We present a novel approach for measuring feature importance in k-means clustering, or variants thereof, to increase the interpretability of clustering results. In supervised machine learning, feature importance is a widely used tool to ensure interpretability of complex models. We adapt this idea to unsupervised learning via partitional clustering. Our approach is model agnostic in that it only requires a function that computes the cluster assignment for new data points.
Based on a simulation study below we show that the algorithm finds the variables which drive the cluster assignment and scores them according to their relevance. As a further application, this provides a new approach for hyperparameter tuning for data sets of mixed type when the metric is a linear combination of a numerical and a categorical distance measure - as in Gower’s distance, for example.
In combination with stability analyses, feature importance provides a means for feature selection, i.e. the identification of a lower dimensional subspace which offers a reasonable separation. Our package works with some popular clustering packages such as flexclust, clustMixType, base R’s kmeans function and the newly developed ClustImpute package.
You can install the package as follows:
We’ll create some random data to illustrate the usage of FeatureImpCluster. It provides 4 clusters in a 2 dimensional subspace of a 6 dimensional space
library(FeatureImpCluster)
#> Loading required package: data.table
set.seed(7)

**DATA ENTRIES:**
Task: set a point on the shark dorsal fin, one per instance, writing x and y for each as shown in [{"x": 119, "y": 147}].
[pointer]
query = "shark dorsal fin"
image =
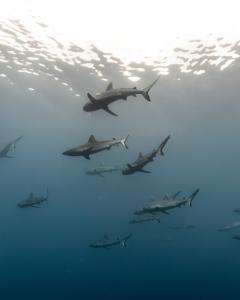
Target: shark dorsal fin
[
  {"x": 91, "y": 139},
  {"x": 109, "y": 86},
  {"x": 106, "y": 237}
]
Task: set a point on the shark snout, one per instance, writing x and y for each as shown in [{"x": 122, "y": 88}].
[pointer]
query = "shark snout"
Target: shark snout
[
  {"x": 68, "y": 153},
  {"x": 88, "y": 107},
  {"x": 126, "y": 171}
]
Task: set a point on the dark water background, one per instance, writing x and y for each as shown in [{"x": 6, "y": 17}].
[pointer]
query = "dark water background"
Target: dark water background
[{"x": 44, "y": 253}]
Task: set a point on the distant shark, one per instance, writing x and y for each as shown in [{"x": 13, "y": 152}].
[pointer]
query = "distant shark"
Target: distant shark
[
  {"x": 145, "y": 219},
  {"x": 142, "y": 160},
  {"x": 163, "y": 205},
  {"x": 102, "y": 170},
  {"x": 232, "y": 226},
  {"x": 110, "y": 95},
  {"x": 182, "y": 226},
  {"x": 94, "y": 146},
  {"x": 33, "y": 201},
  {"x": 7, "y": 148},
  {"x": 107, "y": 243}
]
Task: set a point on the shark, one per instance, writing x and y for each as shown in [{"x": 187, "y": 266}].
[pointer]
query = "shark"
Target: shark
[
  {"x": 110, "y": 95},
  {"x": 182, "y": 226},
  {"x": 102, "y": 170},
  {"x": 163, "y": 205},
  {"x": 93, "y": 146},
  {"x": 144, "y": 219},
  {"x": 232, "y": 226},
  {"x": 4, "y": 152},
  {"x": 143, "y": 160},
  {"x": 107, "y": 243},
  {"x": 33, "y": 201}
]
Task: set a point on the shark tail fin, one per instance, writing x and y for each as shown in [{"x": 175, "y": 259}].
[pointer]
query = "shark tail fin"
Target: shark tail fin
[
  {"x": 162, "y": 145},
  {"x": 191, "y": 197},
  {"x": 123, "y": 141},
  {"x": 91, "y": 98},
  {"x": 124, "y": 240},
  {"x": 147, "y": 89}
]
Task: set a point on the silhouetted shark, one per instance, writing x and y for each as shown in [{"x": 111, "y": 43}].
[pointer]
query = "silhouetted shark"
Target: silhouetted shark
[
  {"x": 110, "y": 95},
  {"x": 142, "y": 160},
  {"x": 101, "y": 170},
  {"x": 94, "y": 146},
  {"x": 6, "y": 149},
  {"x": 108, "y": 243},
  {"x": 163, "y": 205},
  {"x": 33, "y": 201}
]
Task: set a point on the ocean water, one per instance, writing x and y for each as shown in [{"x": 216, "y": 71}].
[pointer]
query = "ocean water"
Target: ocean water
[{"x": 45, "y": 252}]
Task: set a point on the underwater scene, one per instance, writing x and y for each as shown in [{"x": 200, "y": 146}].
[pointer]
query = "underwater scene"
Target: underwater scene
[{"x": 119, "y": 173}]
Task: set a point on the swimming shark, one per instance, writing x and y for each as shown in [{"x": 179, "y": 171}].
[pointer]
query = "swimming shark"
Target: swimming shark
[
  {"x": 107, "y": 243},
  {"x": 182, "y": 226},
  {"x": 231, "y": 226},
  {"x": 144, "y": 219},
  {"x": 110, "y": 95},
  {"x": 142, "y": 160},
  {"x": 7, "y": 148},
  {"x": 163, "y": 205},
  {"x": 33, "y": 201},
  {"x": 101, "y": 170},
  {"x": 94, "y": 146}
]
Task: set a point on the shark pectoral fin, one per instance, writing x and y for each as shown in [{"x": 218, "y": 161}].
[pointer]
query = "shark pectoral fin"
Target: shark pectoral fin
[
  {"x": 144, "y": 171},
  {"x": 109, "y": 87},
  {"x": 130, "y": 166},
  {"x": 106, "y": 108},
  {"x": 91, "y": 98}
]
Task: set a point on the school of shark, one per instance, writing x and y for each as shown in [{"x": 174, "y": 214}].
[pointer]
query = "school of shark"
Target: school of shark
[{"x": 154, "y": 208}]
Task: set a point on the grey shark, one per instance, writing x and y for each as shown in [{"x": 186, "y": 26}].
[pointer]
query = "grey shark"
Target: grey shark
[
  {"x": 110, "y": 95},
  {"x": 144, "y": 219},
  {"x": 93, "y": 146},
  {"x": 163, "y": 205},
  {"x": 143, "y": 160},
  {"x": 4, "y": 152},
  {"x": 232, "y": 226},
  {"x": 107, "y": 243},
  {"x": 182, "y": 226},
  {"x": 102, "y": 170},
  {"x": 33, "y": 201}
]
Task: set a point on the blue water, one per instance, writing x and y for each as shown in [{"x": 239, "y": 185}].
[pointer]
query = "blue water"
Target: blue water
[{"x": 45, "y": 252}]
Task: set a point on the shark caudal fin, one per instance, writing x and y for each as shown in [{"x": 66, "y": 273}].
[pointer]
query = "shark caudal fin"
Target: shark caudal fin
[
  {"x": 191, "y": 197},
  {"x": 47, "y": 194},
  {"x": 124, "y": 240},
  {"x": 91, "y": 98},
  {"x": 123, "y": 142},
  {"x": 147, "y": 89},
  {"x": 162, "y": 145}
]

**WRITTEN TASKS:**
- A) In the passage on feature importance for k-means clustering, how many clusters does the random example data provide, and in what space?
- B) Reproduce word for word the portion of the passage on feature importance for k-means clustering between "Based on a simulation" and "developed ClustImpute package.", inclusive.

**SOLUTIONS BELOW:**
- A) It provides 4 clusters in a 2 dimensional subspace of a 6 dimensional space.

- B)
Based on a simulation study below we show that the algorithm finds the variables which drive the cluster assignment and scores them according to their relevance. As a further application, this provides a new approach for hyperparameter tuning for data sets of mixed type when the metric is a linear combination of a numerical and a categorical distance measure - as in Gower’s distance, for example.
In combination with stability analyses, feature importance provides a means for feature selection, i.e. the identification of a lower dimensional subspace which offers a reasonable separation. Our package works with some popular clustering packages such as flexclust, clustMixType, base R’s kmeans function and the newly developed ClustImpute package.